## Your goal
Across the records below, how many lines include the string "wood"? Respond with the number only.

-- Data extracts follows --

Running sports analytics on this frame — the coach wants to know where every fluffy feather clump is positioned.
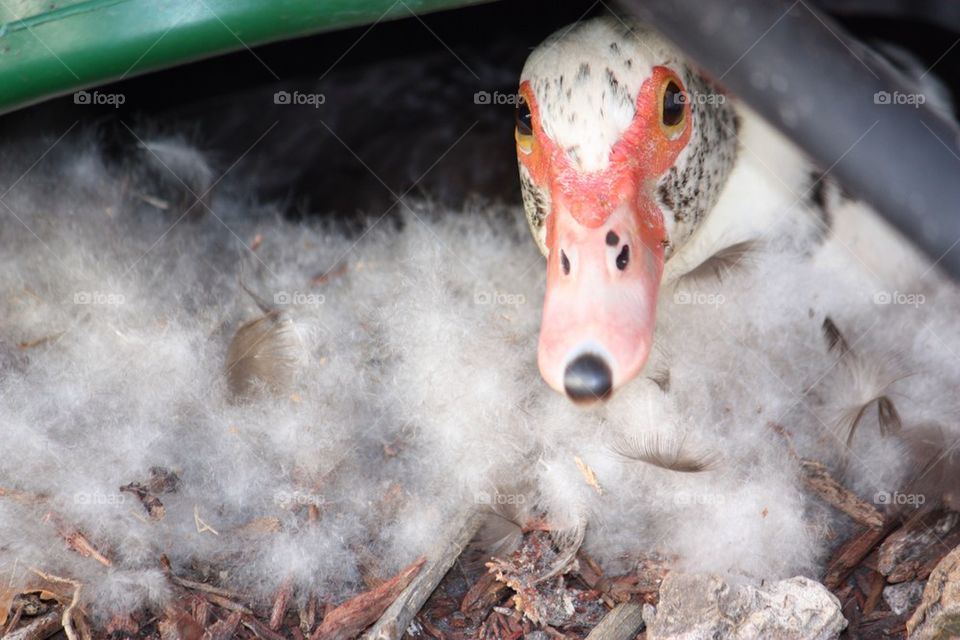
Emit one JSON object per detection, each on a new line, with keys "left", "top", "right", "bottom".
{"left": 0, "top": 133, "right": 958, "bottom": 620}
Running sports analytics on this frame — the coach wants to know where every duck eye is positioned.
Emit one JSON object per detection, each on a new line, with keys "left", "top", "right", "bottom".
{"left": 616, "top": 245, "right": 630, "bottom": 271}
{"left": 515, "top": 97, "right": 534, "bottom": 154}
{"left": 515, "top": 99, "right": 533, "bottom": 135}
{"left": 660, "top": 79, "right": 686, "bottom": 131}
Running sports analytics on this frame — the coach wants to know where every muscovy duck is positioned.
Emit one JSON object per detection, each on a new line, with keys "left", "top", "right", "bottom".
{"left": 514, "top": 15, "right": 926, "bottom": 402}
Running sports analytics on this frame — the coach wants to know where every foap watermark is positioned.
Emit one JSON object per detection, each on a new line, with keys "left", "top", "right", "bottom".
{"left": 474, "top": 90, "right": 524, "bottom": 106}
{"left": 874, "top": 490, "right": 926, "bottom": 508}
{"left": 274, "top": 490, "right": 325, "bottom": 508}
{"left": 874, "top": 91, "right": 926, "bottom": 108}
{"left": 74, "top": 491, "right": 127, "bottom": 507}
{"left": 474, "top": 490, "right": 526, "bottom": 506}
{"left": 274, "top": 290, "right": 325, "bottom": 306}
{"left": 474, "top": 290, "right": 526, "bottom": 307}
{"left": 874, "top": 290, "right": 925, "bottom": 308}
{"left": 677, "top": 92, "right": 726, "bottom": 106}
{"left": 273, "top": 90, "right": 326, "bottom": 108}
{"left": 673, "top": 491, "right": 726, "bottom": 506}
{"left": 74, "top": 291, "right": 125, "bottom": 306}
{"left": 673, "top": 290, "right": 725, "bottom": 307}
{"left": 74, "top": 90, "right": 126, "bottom": 108}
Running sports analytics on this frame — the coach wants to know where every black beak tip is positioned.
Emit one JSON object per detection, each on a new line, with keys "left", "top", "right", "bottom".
{"left": 563, "top": 354, "right": 613, "bottom": 403}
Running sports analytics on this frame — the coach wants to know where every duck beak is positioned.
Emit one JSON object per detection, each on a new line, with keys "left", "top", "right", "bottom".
{"left": 538, "top": 199, "right": 665, "bottom": 402}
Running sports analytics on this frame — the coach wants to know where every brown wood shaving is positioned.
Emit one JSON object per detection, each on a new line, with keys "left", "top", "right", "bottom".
{"left": 44, "top": 514, "right": 112, "bottom": 567}
{"left": 206, "top": 611, "right": 242, "bottom": 640}
{"left": 27, "top": 569, "right": 82, "bottom": 640}
{"left": 242, "top": 614, "right": 288, "bottom": 640}
{"left": 879, "top": 512, "right": 960, "bottom": 584}
{"left": 824, "top": 524, "right": 897, "bottom": 590}
{"left": 159, "top": 605, "right": 204, "bottom": 640}
{"left": 799, "top": 459, "right": 884, "bottom": 528}
{"left": 310, "top": 555, "right": 425, "bottom": 640}
{"left": 204, "top": 593, "right": 253, "bottom": 615}
{"left": 2, "top": 608, "right": 63, "bottom": 640}
{"left": 270, "top": 578, "right": 294, "bottom": 630}
{"left": 461, "top": 571, "right": 510, "bottom": 620}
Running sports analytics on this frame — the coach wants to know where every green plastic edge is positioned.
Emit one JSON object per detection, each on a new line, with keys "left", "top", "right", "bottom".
{"left": 0, "top": 0, "right": 492, "bottom": 116}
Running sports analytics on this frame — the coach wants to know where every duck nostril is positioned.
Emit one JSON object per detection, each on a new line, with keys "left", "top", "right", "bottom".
{"left": 561, "top": 249, "right": 571, "bottom": 275}
{"left": 564, "top": 354, "right": 613, "bottom": 402}
{"left": 616, "top": 245, "right": 630, "bottom": 271}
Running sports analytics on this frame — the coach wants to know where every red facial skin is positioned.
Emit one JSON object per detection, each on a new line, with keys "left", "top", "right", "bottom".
{"left": 517, "top": 67, "right": 692, "bottom": 398}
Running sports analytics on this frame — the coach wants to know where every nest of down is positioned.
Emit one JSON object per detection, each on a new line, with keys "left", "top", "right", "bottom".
{"left": 0, "top": 134, "right": 959, "bottom": 637}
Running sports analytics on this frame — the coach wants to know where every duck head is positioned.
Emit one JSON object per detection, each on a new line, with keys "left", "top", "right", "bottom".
{"left": 517, "top": 17, "right": 739, "bottom": 402}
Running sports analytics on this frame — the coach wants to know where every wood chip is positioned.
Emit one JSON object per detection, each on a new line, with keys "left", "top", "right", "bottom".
{"left": 363, "top": 509, "right": 485, "bottom": 640}
{"left": 204, "top": 594, "right": 253, "bottom": 615}
{"left": 44, "top": 514, "right": 112, "bottom": 567}
{"left": 862, "top": 570, "right": 885, "bottom": 616}
{"left": 574, "top": 552, "right": 605, "bottom": 591}
{"left": 158, "top": 554, "right": 248, "bottom": 604}
{"left": 1, "top": 608, "right": 62, "bottom": 640}
{"left": 3, "top": 602, "right": 25, "bottom": 634}
{"left": 242, "top": 614, "right": 287, "bottom": 640}
{"left": 312, "top": 555, "right": 425, "bottom": 640}
{"left": 270, "top": 577, "right": 294, "bottom": 630}
{"left": 799, "top": 459, "right": 884, "bottom": 528}
{"left": 205, "top": 611, "right": 242, "bottom": 640}
{"left": 824, "top": 524, "right": 895, "bottom": 590}
{"left": 607, "top": 556, "right": 671, "bottom": 605}
{"left": 105, "top": 613, "right": 139, "bottom": 637}
{"left": 192, "top": 599, "right": 210, "bottom": 628}
{"left": 159, "top": 606, "right": 204, "bottom": 640}
{"left": 27, "top": 570, "right": 81, "bottom": 640}
{"left": 584, "top": 601, "right": 645, "bottom": 640}
{"left": 487, "top": 531, "right": 605, "bottom": 628}
{"left": 906, "top": 544, "right": 960, "bottom": 639}
{"left": 460, "top": 571, "right": 509, "bottom": 621}
{"left": 573, "top": 551, "right": 616, "bottom": 609}
{"left": 857, "top": 609, "right": 906, "bottom": 637}
{"left": 879, "top": 511, "right": 960, "bottom": 583}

-- Data extracts concluded --

## Result of this exercise
2